++++ Raw data ++++
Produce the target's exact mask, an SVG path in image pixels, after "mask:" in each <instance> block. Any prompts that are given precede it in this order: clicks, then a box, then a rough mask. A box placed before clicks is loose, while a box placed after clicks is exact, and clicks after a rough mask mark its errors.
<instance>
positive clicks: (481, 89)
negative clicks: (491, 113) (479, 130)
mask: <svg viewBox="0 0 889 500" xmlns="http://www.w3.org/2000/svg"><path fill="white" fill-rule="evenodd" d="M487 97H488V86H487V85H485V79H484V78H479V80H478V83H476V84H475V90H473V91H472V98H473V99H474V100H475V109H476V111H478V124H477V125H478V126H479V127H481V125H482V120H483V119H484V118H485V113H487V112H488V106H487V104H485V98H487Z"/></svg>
++++
Work to complete | Set out every line of the entries above as a numbered list, leaving out blank lines.

Result below |
1. Produce the target's exact mask, an SVG path in image pixels, after "mask:" in each <instance> block. Any prompts that are given precede it in this order: clicks, then a box, then a rough mask. A box placed before clicks is loose, while a box placed after clicks is exact, and clicks after a rough mask mark its errors.
2. <instance>
3. positive clicks: (481, 89)
4. negative clicks: (491, 113) (479, 130)
5. mask: <svg viewBox="0 0 889 500" xmlns="http://www.w3.org/2000/svg"><path fill="white" fill-rule="evenodd" d="M487 97H488V86H487V85H485V79H484V78H479V80H478V83H476V84H475V90H473V91H472V98H473V99H474V100H475V109H476V111H478V124H477V125H478V126H479V127H481V125H482V120H483V119H484V118H485V113H487V112H488V106H487V104H485V98H487Z"/></svg>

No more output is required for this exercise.